Übungsaufgaben
1. Ersetze im Bericht über die Todesschüsse in Ostfildern "Baustelle" durch "Werft" und gib dabei den Abschnitt wieder, der mit den Worten "Es ist eine" beginnt und mit "etwas gebrochenem Deutsch." schließt.
2. Setze den Bericht über den Prozess um die Todesschüsse in Ostfildern nach seinem letzten Satz fort.

Übungstext

______

Todesschüsse auf Ehefrau: Sie will weg von ihm, er schießt
dpa/lsw Stuttgart. Konnte er nicht ertragen, dass sie ein Leben ohne ihn leben wollte? Ein Mann soll seine Ehefrau im heimischen Wohnzimmer in Ostfildern erschossen haben. Vor Gericht erzählt er nun aus seinem Leben.
Es ist eine recht triste Biografie, die am Dienstag vor dem Stuttgarter Landgericht vorgetragen wird. Ein Mann, der als sechsjähriger Junge aus der Türkei nach Deutschland kommt, dessen Mutter kurz darauf wegen Komplikationen bei einer Schwangerschaft stirbt. Der Vater kommt ein paar Jahre später ebenfalls ums Leben, bei einem Autounfall. Als Junge bricht er die Schule ab, später die Ausbildung. Stress mit der Stiefmutter, Ärger mit dem Bruder. Gelegenheitsjobs auf der Baustelle, immer wieder Arbeitslosigkeit. Der Mann lebt in wechselnden Beziehungen, zeugt mit mehreren Frauen sechs Kinder. Gefasst schildert der 55-Jährige seine Vita, mit tiefer Raucherstimme, in etwas gebrochenem Deutsch.

______

Datensatzauszug
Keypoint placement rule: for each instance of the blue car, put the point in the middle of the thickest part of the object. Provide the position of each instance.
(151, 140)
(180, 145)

______

Lösungen
1.
Es ist eine recht triste Biografie, die am Dienstag vor dem Stuttgarter Landgericht vorgetragen wird. Ein Mann, der als sechsjähriger Junge aus der Türkei nach Deutschland kommt, dessen Mutter kurz darauf wegen Komplikationen bei einer Schwangerschaft stirbt. Der Vater kommt ein paar Jahre später ebenfalls ums Leben, bei einem Autounfall. Als Junge bricht er die Schule ab, später die Ausbildung. Stress mit der Stiefmutter, Ärger mit dem Bruder. Gelegenheitsjobs auf der Werft, immer wieder Arbeitslosigkeit. Der Mann lebt in wechselnden Beziehungen, zeugt mit mehreren Frauen sechs Kinder. Gefasst schildert der 55-Jährige seine Vita, mit tiefer Raucherstimme, in etwas gebrochenem Deutsch.

2.
Erst als es schließlich um seine letzte Frau geht, da versagt ihm die Stimme, da beginnt er zu weinen und zu zittern. 2013 habe er sie geheiratet, mit ihr habe er seine zwei Mädchen bekommen. „Und zuletzt ist es zu dieser Tat gekommen“, sagt er. „Und ich sitze hier.“
Der 55-jährige Türke muss sich seit Dienstag wegen Mordes an seiner 34-Jährigen Frau verantworten. Die verblutete am 7. August 2021 auf dem Sofa im Wohnzimmer der Familie in Ostfildern im Kreis Esslingen. Ihr Ehemann soll ihr nach einem eskalierten Streit zweimal mit einer Pistole in die Brust geschossen haben. Denn sie wollte weg von ihm, mit den beiden sechs und acht Jahre alten Mädchen ein eigenes Leben führen, so sieht die Staatsanwaltschaft das Motiv.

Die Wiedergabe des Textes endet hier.